— Start of Extract —

While it is now acknowledged boardroom culture matters, not much is understood about how boardroom culture defines and shapes the exercise of accountability in and around the boardroom. This understanding is vital to strengthening corporate governance.
Accountability for good governance is often viewed in the context of an outcome or a goal, a set of formal expectations that can be enshrined in mandates, codes or regulations depicting what should be done, by whom and how. The reality is very different.
The process of governing does not occur in a social vacuum.
This is the lived experience of non-executive directors (NEDs) who hold multiple directorships and report different experiences in how accountability is practised on different boards, even for similar tasks. These differences have their roots in director interactions, behaviours, routines and social norms unique to a given board.
Some boards are highly formal and procedural around debate, others are more engaged — with NEDs actively challenging each other and encouraging contention of ideas and proposals.
Differences in the social reality from board to board create an implicit understanding of the social order of things and can become self-regulating. The dynamic exerts subtle pressure for unity, determining what directors choose to do and say in exercising their influence, and how others’ opinions are responded to.
Such a nuanced view has been missing from the discourse about board accountability and effectiveness. Hard governance — the more formal instruments of accountability such as regulation, codes and mandates — while essential because it provides the boundary conditions for good governance to thrive, does not guarantee it. “Soft governance” does.
Soft governance — largely invisible (even to those in the boardroom), poorly understood and not given the attention it deserves — is the sum total of the shared history of interactions and ways of working: stated or unstated expectations and behavioural norms and routines of members.

— End of Extract —

▶ **Problems to solve**
1. From the passage on boardroom culture, reproduce the text starting at "Accountability for good" and ending at "ideas and proposals.".
2. Name each formal instrument of accountability that the passage on boardroom culture places under hard governance.

— Start of Supplied information —

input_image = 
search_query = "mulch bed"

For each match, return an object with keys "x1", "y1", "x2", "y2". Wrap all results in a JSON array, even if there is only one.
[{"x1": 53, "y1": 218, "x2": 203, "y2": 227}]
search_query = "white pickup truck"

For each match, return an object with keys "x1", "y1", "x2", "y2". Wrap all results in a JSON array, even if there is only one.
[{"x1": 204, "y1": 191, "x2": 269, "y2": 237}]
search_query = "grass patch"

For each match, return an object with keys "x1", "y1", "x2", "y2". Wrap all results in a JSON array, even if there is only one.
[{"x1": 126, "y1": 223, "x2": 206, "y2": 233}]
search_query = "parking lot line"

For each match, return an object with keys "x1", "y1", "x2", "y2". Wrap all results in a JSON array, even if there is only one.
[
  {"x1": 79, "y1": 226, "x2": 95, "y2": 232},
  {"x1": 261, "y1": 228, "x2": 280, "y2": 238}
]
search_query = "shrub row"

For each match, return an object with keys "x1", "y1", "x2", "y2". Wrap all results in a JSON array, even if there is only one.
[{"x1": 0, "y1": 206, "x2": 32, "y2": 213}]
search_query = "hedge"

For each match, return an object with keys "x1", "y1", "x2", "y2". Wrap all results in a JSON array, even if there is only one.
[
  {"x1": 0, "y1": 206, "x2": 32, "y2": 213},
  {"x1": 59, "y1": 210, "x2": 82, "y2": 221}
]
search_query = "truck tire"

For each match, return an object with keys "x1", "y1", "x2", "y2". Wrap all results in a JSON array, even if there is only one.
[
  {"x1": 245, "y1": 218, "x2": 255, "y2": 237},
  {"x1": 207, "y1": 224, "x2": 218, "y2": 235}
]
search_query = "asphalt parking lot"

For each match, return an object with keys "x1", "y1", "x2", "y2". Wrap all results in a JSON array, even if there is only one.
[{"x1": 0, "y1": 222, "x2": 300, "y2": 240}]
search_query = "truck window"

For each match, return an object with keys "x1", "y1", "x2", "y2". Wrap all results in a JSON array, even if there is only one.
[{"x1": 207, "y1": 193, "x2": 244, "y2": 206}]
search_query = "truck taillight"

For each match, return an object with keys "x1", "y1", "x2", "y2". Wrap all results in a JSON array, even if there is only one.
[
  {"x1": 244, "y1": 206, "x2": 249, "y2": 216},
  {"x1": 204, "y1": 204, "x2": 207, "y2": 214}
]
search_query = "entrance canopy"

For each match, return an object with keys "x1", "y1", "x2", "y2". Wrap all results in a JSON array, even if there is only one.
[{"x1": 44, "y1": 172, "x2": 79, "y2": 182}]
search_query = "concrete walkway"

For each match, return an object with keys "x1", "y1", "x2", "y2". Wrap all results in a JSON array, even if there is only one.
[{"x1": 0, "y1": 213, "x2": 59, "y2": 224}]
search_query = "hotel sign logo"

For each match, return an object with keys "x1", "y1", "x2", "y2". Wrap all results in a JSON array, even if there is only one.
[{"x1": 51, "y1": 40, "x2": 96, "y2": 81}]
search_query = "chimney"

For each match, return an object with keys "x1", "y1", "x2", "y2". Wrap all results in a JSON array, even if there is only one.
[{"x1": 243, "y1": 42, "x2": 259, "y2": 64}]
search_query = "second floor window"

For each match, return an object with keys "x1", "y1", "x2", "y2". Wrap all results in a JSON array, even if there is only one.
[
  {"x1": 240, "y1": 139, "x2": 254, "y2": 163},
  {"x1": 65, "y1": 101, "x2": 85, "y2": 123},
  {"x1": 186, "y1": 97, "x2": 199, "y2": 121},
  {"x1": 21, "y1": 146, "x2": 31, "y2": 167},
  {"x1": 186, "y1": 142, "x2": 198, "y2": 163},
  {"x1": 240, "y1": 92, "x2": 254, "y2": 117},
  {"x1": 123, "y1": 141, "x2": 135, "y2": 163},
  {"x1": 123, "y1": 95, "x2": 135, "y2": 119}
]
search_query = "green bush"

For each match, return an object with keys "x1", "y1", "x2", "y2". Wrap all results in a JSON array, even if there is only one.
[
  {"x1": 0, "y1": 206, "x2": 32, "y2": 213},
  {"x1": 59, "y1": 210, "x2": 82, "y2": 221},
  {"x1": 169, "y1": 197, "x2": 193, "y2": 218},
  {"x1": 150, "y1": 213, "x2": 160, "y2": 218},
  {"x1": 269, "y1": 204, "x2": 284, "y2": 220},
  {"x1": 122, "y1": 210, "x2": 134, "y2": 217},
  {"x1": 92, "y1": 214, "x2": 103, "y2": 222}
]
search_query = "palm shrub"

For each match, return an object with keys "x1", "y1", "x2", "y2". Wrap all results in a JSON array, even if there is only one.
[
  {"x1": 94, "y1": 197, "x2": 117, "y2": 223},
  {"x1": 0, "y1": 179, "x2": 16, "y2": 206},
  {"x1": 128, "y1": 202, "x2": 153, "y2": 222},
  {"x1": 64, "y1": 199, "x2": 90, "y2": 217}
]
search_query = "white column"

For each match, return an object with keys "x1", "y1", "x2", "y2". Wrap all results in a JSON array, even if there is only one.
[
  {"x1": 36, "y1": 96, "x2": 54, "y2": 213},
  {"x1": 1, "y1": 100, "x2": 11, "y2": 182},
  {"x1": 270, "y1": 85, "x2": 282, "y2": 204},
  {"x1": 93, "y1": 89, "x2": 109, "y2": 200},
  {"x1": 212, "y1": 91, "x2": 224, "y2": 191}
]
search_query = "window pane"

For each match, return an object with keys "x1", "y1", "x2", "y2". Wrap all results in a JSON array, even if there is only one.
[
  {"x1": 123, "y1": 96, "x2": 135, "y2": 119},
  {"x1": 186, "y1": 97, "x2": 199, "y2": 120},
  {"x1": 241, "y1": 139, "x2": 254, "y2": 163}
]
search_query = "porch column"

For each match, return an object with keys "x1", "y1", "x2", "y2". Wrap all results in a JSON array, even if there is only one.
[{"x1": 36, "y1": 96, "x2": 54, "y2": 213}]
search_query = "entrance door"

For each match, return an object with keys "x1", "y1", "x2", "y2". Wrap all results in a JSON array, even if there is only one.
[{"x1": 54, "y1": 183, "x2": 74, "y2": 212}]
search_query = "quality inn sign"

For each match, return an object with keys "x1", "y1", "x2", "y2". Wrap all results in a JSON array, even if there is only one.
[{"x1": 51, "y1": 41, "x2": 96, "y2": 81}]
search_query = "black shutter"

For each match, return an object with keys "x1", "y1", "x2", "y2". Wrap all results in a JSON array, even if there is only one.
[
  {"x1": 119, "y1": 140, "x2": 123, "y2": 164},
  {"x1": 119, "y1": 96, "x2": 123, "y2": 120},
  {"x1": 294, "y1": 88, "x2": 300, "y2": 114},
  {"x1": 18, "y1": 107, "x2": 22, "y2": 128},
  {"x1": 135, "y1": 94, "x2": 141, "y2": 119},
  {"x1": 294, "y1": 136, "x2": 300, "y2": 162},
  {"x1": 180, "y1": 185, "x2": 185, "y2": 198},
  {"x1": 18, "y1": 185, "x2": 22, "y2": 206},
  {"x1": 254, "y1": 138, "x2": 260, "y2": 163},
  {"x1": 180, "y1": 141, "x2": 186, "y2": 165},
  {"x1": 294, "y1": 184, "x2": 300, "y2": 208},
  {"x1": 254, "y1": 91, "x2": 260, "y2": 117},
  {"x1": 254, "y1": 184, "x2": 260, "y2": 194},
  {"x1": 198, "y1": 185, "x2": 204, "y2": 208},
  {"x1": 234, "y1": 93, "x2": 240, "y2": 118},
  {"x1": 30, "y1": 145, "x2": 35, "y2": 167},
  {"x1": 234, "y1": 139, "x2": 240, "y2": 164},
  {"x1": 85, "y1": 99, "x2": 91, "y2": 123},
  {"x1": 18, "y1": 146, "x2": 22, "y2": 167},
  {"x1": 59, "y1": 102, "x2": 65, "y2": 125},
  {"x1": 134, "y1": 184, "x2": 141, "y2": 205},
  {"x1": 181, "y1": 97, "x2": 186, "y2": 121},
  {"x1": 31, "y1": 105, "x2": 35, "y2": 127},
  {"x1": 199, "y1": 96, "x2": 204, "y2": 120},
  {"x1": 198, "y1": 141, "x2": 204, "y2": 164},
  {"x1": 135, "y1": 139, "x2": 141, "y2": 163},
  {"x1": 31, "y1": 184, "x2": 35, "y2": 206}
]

— End of Supplied information —

▶ **Responses per task**
1.
Accountability for good governance is often viewed in the context of an outcome or a goal, a set of formal expectations that can be enshrined in mandates, codes or regulations depicting what should be done, by whom and how. The reality is very different.
The process of governing does not occur in a social vacuum.
This is the lived experience of non-executive directors (NEDs) who hold multiple directorships and report different experiences in how accountability is practised on different boards, even for similar tasks. These differences have their roots in director interactions, behaviours, routines and social norms unique to a given board.
Some boards are highly formal and procedural around debate, others are more engaged — with NEDs actively challenging each other and encouraging contention of ideas and proposals.

2. Regulation, codes, mandates